(Beginning of Page excerpt)
Tennis: Pain-free Andy Murray targets competitive return in Wimbledon doubles after hip surgery

Britain's Andy Murray at the first round of the Australian Open in Melbourne Arena, Melbourne, Australia, on Jan 14, 2019.
Britain's Andy Murray at the first round of the Australian Open in Melbourne Arena, Melbourne, Australia, on Jan 14, 2019.PHOTO: REUTERS

(REUTERS) - Andy Murray is looking to make a comeback to the tennis circuit and possibly play doubles at Wimbledon in July after he revealed he is now pain-free following hip resurfacing surgery in January.

Three-time Grand Slam champion Murray said before his first-round exit at the Australian Open in January that the tournament could be his last as a professional owing to severe hip pain, with the surgery aimed at improving his quality of life.

"I want to continue playing for sure. I have no pain in my hip any more," the 31-year-old told Sky News.

"The rehab is slow but going pretty well. I just need to wait and see how things progress. If it's possible I'd love to compete again.

"All of the surgeons that I've spoken to have been very honest about that and we just have to wait and see."

Murray had also hoped to play at this year's Wimbledon, a tournament he has won twice. But the Scot said he might consider playing doubles, like American Bob Bryan did after a similar procedure, as it put less stress on the hip.

"I think for singles, most likely it would be (too soon to play at Wimbledon). I can't say for sure," Murray added.

"But doubles, I mean Bob Bryan was back playing at the Australian Open after five and a half months, so Wimbledon comes pretty much five and a half months after I'd had my operation.

"I communicate with him daily about starting the rehab that he was doing and things that worked and didn't."

Murray also said he would give himself "seven or eight months" before taking a call on whether he would continue playing competitively.

"By then I'll know definitively this is as good as it's going to get. That's kind of the time frame that I've set myself in my head that if things aren't going well," he said.

"It takes time for muscles and things to heal properly and me to get used to moving around with it. But I'd say that would be a fair amount of time before I'd be able to say definitively this isn't good enough or this actually feels great."
(End of Page excerpt)
> _What you should do_
Can you extract the part of the Andy Murray article that begins at the words that have "Three-time Grand Slam" and stops after "told Sky News.", copying it exactly?
(Beginning of Listed entries)
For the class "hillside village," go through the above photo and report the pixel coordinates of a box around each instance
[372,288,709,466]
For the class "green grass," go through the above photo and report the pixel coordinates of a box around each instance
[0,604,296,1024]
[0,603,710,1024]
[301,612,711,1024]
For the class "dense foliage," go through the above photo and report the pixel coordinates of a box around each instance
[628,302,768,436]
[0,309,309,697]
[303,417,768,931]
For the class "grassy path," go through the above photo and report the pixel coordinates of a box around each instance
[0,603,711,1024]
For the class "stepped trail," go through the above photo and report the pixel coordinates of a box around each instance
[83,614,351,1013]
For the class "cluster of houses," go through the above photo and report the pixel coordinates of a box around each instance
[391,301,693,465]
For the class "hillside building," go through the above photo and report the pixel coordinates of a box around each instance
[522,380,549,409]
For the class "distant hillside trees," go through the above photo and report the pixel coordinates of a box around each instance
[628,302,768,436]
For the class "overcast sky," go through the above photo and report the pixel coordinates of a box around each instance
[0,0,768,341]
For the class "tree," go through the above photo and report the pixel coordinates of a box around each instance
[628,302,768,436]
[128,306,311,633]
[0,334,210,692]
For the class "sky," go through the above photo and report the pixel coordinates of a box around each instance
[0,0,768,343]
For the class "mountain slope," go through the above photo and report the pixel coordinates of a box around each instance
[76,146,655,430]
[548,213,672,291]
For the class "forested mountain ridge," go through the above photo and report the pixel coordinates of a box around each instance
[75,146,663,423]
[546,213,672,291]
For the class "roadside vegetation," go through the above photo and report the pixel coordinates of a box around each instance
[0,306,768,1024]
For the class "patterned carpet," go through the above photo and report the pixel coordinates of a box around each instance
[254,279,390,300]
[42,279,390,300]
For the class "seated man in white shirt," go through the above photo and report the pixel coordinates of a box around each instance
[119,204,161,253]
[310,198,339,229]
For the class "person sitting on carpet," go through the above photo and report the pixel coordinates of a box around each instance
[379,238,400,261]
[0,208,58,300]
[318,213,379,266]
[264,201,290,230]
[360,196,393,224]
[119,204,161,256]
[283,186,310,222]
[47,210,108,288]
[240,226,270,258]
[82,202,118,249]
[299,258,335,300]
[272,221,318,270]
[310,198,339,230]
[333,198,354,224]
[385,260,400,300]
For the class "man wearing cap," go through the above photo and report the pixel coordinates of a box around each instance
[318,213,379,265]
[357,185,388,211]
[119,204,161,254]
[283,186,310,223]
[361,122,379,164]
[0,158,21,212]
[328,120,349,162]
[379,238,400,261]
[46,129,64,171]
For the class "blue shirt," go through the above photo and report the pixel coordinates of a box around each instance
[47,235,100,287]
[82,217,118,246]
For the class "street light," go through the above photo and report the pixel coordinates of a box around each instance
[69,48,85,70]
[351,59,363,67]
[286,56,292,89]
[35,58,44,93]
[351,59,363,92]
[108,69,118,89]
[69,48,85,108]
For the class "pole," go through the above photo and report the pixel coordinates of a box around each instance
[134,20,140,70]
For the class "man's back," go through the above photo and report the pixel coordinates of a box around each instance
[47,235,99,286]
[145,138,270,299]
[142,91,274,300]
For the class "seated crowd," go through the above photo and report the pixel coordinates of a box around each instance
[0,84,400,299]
(End of Listed entries)
> _Completed exercise_
Three-time Grand Slam champion Murray said before his first-round exit at the Australian Open in January that the tournament could be his last as a professional owing to severe hip pain, with the surgery aimed at improving his quality of life.

"I want to continue playing for sure. I have no pain in my hip any more," the 31-year-old told Sky News.